» PROMPT
Restate the data below word for word. Skip any images it contains.

[Object pointing dataset rows]

'''

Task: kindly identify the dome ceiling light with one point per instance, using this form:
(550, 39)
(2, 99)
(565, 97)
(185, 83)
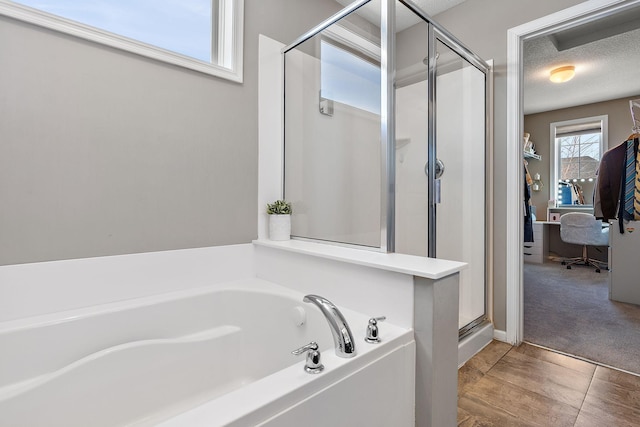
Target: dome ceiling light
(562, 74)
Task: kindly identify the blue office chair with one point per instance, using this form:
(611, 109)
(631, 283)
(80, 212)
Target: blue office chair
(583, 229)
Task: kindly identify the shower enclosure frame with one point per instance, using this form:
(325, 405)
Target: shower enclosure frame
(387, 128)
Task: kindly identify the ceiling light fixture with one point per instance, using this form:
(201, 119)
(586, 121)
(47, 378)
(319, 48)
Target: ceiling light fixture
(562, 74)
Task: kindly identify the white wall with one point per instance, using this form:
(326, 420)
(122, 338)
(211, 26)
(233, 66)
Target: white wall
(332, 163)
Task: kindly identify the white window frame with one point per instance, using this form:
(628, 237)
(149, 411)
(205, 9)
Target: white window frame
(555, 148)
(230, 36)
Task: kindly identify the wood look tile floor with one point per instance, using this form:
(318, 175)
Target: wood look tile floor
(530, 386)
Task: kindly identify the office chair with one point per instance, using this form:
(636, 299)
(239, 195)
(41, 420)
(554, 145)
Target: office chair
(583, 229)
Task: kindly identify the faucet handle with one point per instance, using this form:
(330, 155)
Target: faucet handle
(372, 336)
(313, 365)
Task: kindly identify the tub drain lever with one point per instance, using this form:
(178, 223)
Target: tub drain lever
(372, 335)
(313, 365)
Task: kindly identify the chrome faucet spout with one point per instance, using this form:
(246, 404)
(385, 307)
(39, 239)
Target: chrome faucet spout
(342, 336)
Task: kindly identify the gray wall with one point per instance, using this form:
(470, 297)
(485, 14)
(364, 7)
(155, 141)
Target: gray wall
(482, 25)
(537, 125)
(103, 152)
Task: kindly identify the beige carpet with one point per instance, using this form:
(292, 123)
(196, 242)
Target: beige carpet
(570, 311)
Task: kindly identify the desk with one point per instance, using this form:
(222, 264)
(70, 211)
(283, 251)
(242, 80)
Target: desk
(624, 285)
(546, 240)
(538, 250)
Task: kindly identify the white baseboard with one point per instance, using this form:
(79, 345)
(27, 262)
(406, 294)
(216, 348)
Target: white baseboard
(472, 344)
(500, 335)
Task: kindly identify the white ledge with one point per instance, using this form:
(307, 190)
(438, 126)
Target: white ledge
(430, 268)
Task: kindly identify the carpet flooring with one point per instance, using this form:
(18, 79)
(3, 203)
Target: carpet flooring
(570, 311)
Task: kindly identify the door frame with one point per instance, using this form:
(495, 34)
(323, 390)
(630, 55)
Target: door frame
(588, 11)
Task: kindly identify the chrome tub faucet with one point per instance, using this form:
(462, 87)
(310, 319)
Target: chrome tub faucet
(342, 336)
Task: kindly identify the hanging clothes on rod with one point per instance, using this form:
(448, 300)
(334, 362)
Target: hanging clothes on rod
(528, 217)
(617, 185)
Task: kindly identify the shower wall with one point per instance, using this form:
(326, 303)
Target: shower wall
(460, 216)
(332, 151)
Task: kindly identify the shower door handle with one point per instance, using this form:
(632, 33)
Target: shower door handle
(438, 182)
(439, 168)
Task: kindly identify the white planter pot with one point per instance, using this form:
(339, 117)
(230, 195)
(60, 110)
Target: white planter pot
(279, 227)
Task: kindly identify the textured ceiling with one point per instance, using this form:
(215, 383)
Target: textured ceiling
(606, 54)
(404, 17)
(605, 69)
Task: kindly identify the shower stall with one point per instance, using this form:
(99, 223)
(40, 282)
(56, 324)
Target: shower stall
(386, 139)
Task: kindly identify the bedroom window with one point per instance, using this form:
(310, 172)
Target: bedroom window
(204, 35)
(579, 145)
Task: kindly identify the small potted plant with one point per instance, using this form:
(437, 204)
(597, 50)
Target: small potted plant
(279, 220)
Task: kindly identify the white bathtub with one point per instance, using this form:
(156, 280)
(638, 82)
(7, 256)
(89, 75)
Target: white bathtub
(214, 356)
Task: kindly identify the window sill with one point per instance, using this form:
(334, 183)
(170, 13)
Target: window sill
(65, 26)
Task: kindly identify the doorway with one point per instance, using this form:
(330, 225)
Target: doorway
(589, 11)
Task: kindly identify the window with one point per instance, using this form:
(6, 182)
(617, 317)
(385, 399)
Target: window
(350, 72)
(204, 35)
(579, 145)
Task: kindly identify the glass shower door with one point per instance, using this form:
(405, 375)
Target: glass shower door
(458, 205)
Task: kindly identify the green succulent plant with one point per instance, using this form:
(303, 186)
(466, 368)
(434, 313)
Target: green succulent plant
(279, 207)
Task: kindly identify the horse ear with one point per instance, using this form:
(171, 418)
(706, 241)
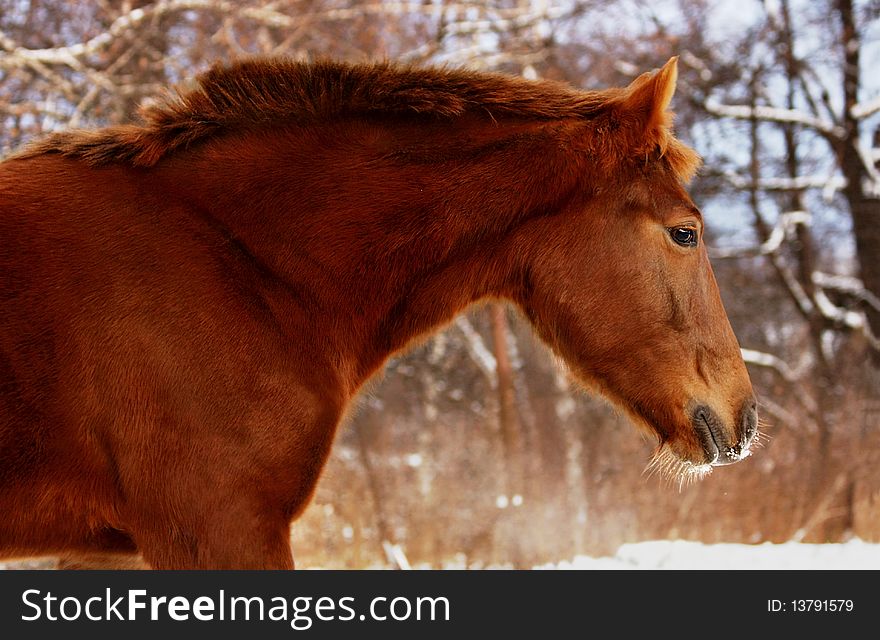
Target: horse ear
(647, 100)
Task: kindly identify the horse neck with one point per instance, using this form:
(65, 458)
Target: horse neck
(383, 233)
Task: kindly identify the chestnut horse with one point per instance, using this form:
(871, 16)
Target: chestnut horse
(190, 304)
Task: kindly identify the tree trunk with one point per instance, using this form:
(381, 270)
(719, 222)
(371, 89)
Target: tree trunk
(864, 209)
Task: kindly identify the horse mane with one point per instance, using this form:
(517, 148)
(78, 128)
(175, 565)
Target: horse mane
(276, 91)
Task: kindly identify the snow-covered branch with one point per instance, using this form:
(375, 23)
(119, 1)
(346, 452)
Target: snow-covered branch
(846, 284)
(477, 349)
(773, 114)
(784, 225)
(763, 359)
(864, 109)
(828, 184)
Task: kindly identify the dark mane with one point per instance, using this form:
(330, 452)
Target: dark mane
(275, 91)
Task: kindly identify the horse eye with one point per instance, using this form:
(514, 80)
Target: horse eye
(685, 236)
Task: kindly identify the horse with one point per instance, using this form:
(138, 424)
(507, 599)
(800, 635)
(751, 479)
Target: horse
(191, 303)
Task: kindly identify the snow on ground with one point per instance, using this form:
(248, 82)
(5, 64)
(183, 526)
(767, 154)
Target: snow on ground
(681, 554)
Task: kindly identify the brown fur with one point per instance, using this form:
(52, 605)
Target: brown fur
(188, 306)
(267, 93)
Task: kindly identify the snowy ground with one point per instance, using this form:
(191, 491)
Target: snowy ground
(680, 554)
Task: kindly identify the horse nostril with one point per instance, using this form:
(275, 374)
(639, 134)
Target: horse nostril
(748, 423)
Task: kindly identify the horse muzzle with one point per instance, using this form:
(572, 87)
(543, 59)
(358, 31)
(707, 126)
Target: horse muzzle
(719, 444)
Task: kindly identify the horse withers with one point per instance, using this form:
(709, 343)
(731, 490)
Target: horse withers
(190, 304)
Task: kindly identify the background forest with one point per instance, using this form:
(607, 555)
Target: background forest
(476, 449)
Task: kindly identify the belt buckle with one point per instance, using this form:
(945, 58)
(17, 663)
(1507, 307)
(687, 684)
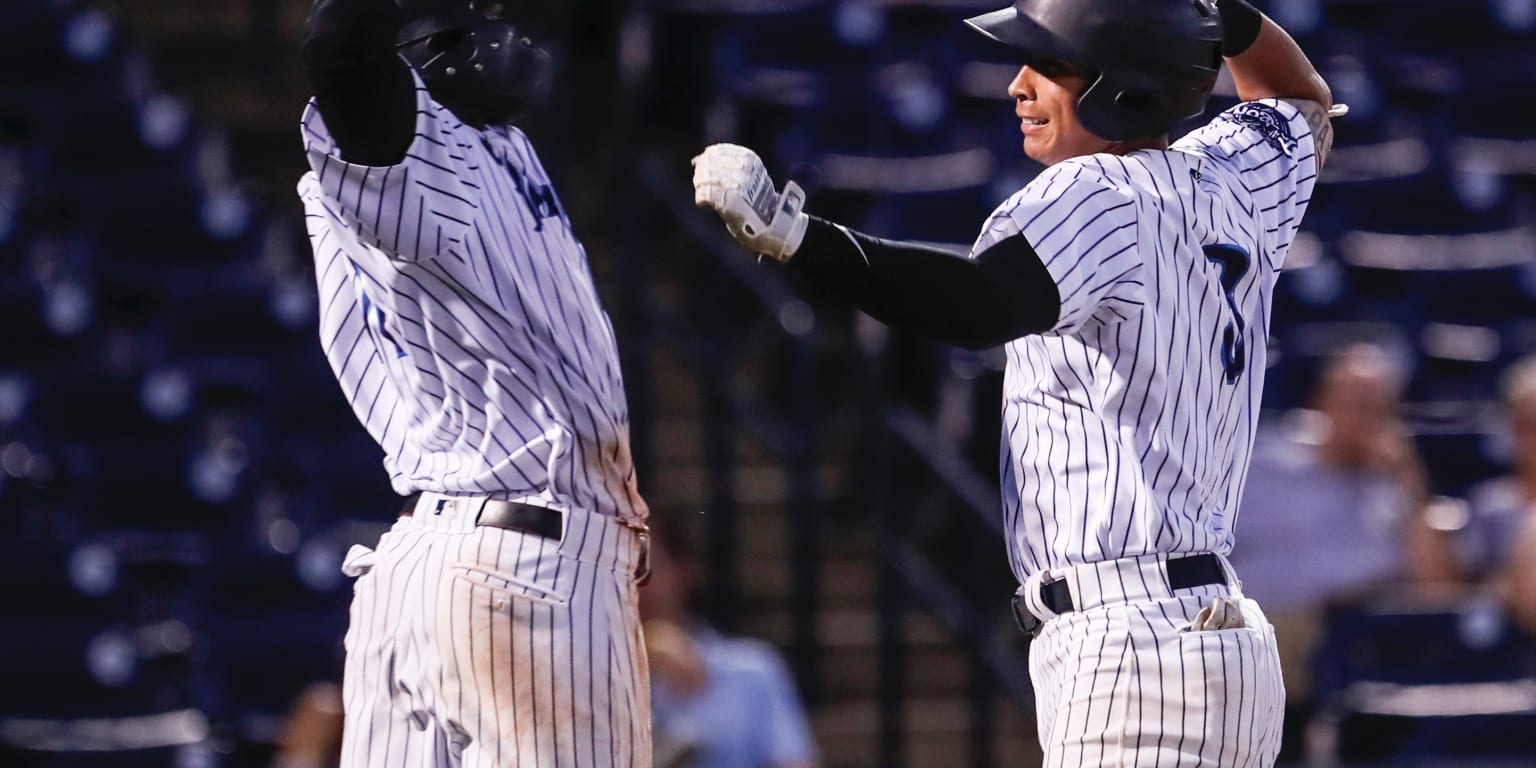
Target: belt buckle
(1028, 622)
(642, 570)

'''

» SOLUTION FOR THIS EXERCISE
Task: kindly identify the dome ceiling light with one point per instance, using this form:
(550, 39)
(2, 99)
(565, 97)
(185, 83)
Target: dome ceiling light
(562, 74)
Task: kindly identify the blue office chair with one point per instance, using this form:
(611, 109)
(631, 283)
(80, 212)
Target: blue office chair
(583, 229)
Task: kindly identify the shower enclosure frame with one point per instance, using this form:
(325, 405)
Target: shower enclosure frame
(387, 128)
Task: kindly identify the ceiling light fixture with one point per instance, using this form:
(201, 119)
(586, 121)
(47, 378)
(319, 48)
Target: ceiling light fixture
(562, 74)
Task: kindly identify the white wall with one point per instance, using this form:
(326, 420)
(122, 338)
(211, 26)
(233, 66)
Target: white wall
(332, 163)
Task: kindly identify the white window frame with one point per instance, using this form:
(628, 237)
(149, 411)
(205, 9)
Target: white window frame
(555, 148)
(230, 36)
Task: kindly identify the wood look tile floor with one point per instance, using this form:
(318, 175)
Target: wood look tile floor
(530, 386)
Task: kindly identify the office chair with one point per instance, using this form:
(636, 299)
(239, 195)
(41, 420)
(554, 145)
Target: office chair
(583, 229)
Task: kindly identify the faucet handle with one point per instance, using this form:
(330, 155)
Target: faucet handle
(372, 336)
(313, 365)
Task: kindly identify the tub drain lever with one point per instance, using this form:
(178, 223)
Target: tub drain lever
(372, 335)
(313, 365)
Task: kindly identify the chrome faucet spout with one point per instance, using this form:
(246, 404)
(385, 307)
(39, 239)
Target: chrome faucet spout
(342, 336)
Task: kindly identify the gray wall with one point per instance, using this form:
(470, 297)
(485, 14)
(364, 7)
(155, 141)
Target: gray wall
(482, 25)
(537, 125)
(103, 152)
Task: kindly identify the beige carpet with one point per instance, using this form:
(292, 123)
(196, 242)
Target: beige carpet
(570, 311)
Task: kindly identify the desk with one point per instance, using this form:
(222, 264)
(70, 211)
(283, 251)
(242, 80)
Target: desk
(624, 285)
(546, 240)
(538, 250)
Task: kindly identify the white baseboard with one point per instance, using this form:
(79, 345)
(27, 262)
(406, 294)
(216, 348)
Target: white baseboard
(472, 344)
(500, 335)
Task: kindly identify the white ledge with one point per instance, using this form:
(307, 190)
(438, 126)
Target: white ledge
(430, 268)
Task: kindly identify the carpet flooring with one point per instance, using this form:
(18, 79)
(3, 203)
Target: carpet flooring
(570, 311)
Task: kindly identify the door frame with one point per instance, using this form:
(495, 34)
(323, 390)
(630, 55)
Target: door frame
(588, 11)
Task: kindly identify the chrome tub faucet with one point per instance, using this form:
(462, 87)
(310, 319)
Target: chrome tub faucet
(342, 336)
Task: kindly identify the hanging clothes on rod with one point per instance, using this form:
(448, 300)
(334, 362)
Target: hanging clothes on rod
(528, 217)
(617, 185)
Task: kindly identify the shower wall with one point per instance, using this form:
(326, 303)
Target: shower wall
(460, 216)
(332, 151)
Task: kindly identify the shower door handle with one point per instance, using this form:
(632, 33)
Target: shower door handle
(438, 182)
(439, 168)
Task: kindly identify the white planter pot with one point per instance, using this form:
(339, 117)
(230, 195)
(60, 110)
Target: white planter pot
(279, 227)
Task: kindly identify the textured ceiling with one point per instance, using this form:
(215, 383)
Target: textured ceiling
(606, 54)
(404, 17)
(605, 69)
Task: kindly identify the shower stall with one point per instance, using this form:
(99, 223)
(40, 282)
(56, 324)
Target: shower stall
(386, 139)
Task: kindly identify the bedroom window with one point per instance, using this form:
(310, 172)
Target: bedroom window
(204, 35)
(579, 145)
Task: kindly identify the small potted plant with one point per instance, using this form:
(437, 204)
(597, 50)
Target: small potted plant
(279, 220)
Task: kindly identify the white bathtub with one point per instance, using this form:
(156, 280)
(638, 82)
(7, 256)
(89, 75)
Target: white bathtub
(214, 356)
Task: kindly identify the window sill with one point per instance, using this form:
(334, 183)
(170, 13)
Target: window sill
(65, 26)
Task: kindly identify the doorway with one point per instance, using this form:
(330, 225)
Target: doorway
(589, 11)
Task: kindly identify the window with one point per instance, using this form:
(6, 182)
(617, 317)
(385, 399)
Target: window
(350, 72)
(204, 35)
(579, 145)
Task: kindly identify the glass shower door with one point per instance, using this form:
(405, 375)
Target: glass shower door
(458, 205)
Task: kindly identify the green succulent plant with one point per instance, using this form:
(303, 186)
(466, 368)
(434, 313)
Target: green succulent plant
(279, 207)
Task: kindly identify the horse ear with one point per instance, using this form:
(171, 418)
(706, 241)
Target: horse ear
(647, 100)
Task: kindly identify the horse neck with one point per instance, using this form:
(65, 458)
Target: horse neck
(383, 233)
Task: kindly identify the chestnut horse with one point per instance, using this form:
(871, 16)
Target: chestnut horse
(190, 304)
Task: kindly identify the tree trunk with one point per instance, using this form:
(381, 270)
(719, 222)
(371, 89)
Target: tree trunk
(864, 209)
Task: kindly identify the horse mane with one point per instance, using this form:
(517, 148)
(78, 128)
(175, 565)
Target: horse mane
(276, 91)
Task: kindly identify the snow-covered branch with one point per instance, using this form:
(375, 23)
(119, 1)
(346, 452)
Target: snow-covered branch
(846, 284)
(477, 349)
(773, 114)
(784, 225)
(763, 359)
(864, 109)
(828, 184)
Task: kindly identify the dark mane with one point per instance, using this form:
(330, 452)
Target: dark mane
(275, 91)
Task: kindly identify the horse eye with one point per instance, using this form:
(514, 80)
Target: horse eye
(685, 236)
Task: kindly identify the horse with one point per instance, using this form:
(138, 424)
(507, 599)
(800, 635)
(751, 479)
Target: horse
(191, 303)
Task: kindly identify the snow on ground with one point per instance, using this form:
(248, 82)
(5, 64)
(183, 526)
(767, 154)
Target: snow on ground
(681, 554)
Task: kindly identify the brown fur with one point per instance, using this form:
(52, 605)
Target: brown fur
(188, 306)
(267, 93)
Task: kindly identify the snowy ground with one point per instance, using this form:
(191, 491)
Target: snowy ground
(680, 554)
Task: kindly identify the horse nostril with one point per instance, using this form:
(275, 374)
(639, 134)
Target: horse nostril
(748, 423)
Task: kindly identify the horse muzzle with one point per instance, using this form:
(572, 87)
(543, 59)
(358, 31)
(707, 126)
Target: horse muzzle
(719, 444)
Task: kindly identify the horse withers with one point per instance, using this form:
(709, 343)
(731, 490)
Target: horse withers
(190, 304)
Task: kindly identify the background forest with one point per instance, using this form:
(607, 555)
Target: background forest
(476, 449)
Task: kindly identify the belt buckle with one point per instance, using this form:
(945, 58)
(17, 663)
(1507, 307)
(687, 684)
Target: belt buckle
(1028, 622)
(642, 570)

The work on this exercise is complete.